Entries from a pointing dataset
[BEGIN]

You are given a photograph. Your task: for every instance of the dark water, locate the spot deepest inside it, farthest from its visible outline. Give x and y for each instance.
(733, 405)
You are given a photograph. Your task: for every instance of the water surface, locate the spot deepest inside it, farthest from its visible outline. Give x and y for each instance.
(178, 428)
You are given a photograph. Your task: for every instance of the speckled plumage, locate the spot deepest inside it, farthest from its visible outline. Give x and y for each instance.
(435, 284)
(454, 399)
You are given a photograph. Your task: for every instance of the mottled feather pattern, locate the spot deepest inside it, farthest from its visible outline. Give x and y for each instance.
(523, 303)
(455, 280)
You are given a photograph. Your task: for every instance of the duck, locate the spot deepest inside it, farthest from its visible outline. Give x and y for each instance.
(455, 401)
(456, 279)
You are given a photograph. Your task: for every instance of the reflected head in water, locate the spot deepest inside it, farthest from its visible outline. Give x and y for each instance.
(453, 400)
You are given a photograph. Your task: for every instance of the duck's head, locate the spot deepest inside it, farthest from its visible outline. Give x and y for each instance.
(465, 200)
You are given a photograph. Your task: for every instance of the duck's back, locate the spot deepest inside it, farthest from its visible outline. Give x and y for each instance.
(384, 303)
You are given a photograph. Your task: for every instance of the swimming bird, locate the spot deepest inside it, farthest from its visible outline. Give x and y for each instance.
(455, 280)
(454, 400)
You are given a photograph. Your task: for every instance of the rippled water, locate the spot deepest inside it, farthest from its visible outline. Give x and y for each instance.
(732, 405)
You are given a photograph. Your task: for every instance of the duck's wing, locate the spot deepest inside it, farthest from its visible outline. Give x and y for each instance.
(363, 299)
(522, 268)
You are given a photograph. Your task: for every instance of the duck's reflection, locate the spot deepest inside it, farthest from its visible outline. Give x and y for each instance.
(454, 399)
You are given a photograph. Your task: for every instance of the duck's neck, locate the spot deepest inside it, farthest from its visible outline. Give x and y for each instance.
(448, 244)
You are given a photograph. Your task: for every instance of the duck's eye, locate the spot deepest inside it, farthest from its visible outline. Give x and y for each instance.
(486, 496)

[END]

Extract the complete listing verbatim.

You are given a photograph. Your task: for every instance of the dark water, locate the spot deepest inside it, farthest from its visible outline. Give x and y for each instance.
(733, 405)
You are given a photograph. Your task: for every instance of the water surface, locate the spot deepest inside it, farthest from its visible outline. Give x and y for each instance.
(178, 428)
You are given a photograph. Your task: for every instance of the speckled plumage, locate the spot deepest inside it, farthest from its visible outline. Give x and y for each instance.
(435, 284)
(454, 399)
You are given a photograph. Your task: for every instance of the mottled feather pattern, locate the spot deepest inside it, farthest from its visible outline. Give x and y for each instance.
(523, 303)
(455, 280)
You are given a photograph. Your task: for every instance of the duck, locate the spot deepest inside it, farthest from its visible outline. Give x and y for each instance.
(455, 401)
(456, 279)
You are given a photograph. Your task: for every instance of the reflected head in water, locate the spot deepest inside it, farthest from its visible outline. Give x and y for each instance.
(453, 400)
You are given a photograph. Your task: for every instance of the duck's head, locate the spot deepest inside it, farthest from its visible outline. Give x and y for each instance.
(465, 200)
You are given a photograph. Your task: for every instance of the duck's back, locate the spot deepest inside it, farthest from its visible outline. Give x and y for each instance.
(384, 303)
You are given a photograph. Your task: for every instance of the swimming bird, locate the spot deepest inside it, farthest from its visible outline. Give x and y for each instance.
(455, 280)
(454, 400)
You are given a photograph. Your task: for every instance of the rippled water, locate the spot deepest inside it, farthest from its visible outline. Give x and y for each instance.
(732, 405)
You are given a photograph. Your task: for every instance of the duck's wing, locate the spot deepest inside it, farthest from its visible outline. Give x and y for each instance.
(363, 299)
(522, 268)
You are given a photograph. Your task: for every instance of the duck's reflection, locate the spot deepest inside it, farthest from its visible outline. Give x and y for each instance.
(454, 399)
You are given a photograph. Your task: for every instance of the duck's neck, locate the spot deepest inside it, farthest from its visible outline. Give x and y for each instance.
(448, 244)
You are given a photograph. Your task: for every instance of the duck's eye, locate the spot deepest inside it, farthest from its visible outline. Give x and y for each instance.
(486, 496)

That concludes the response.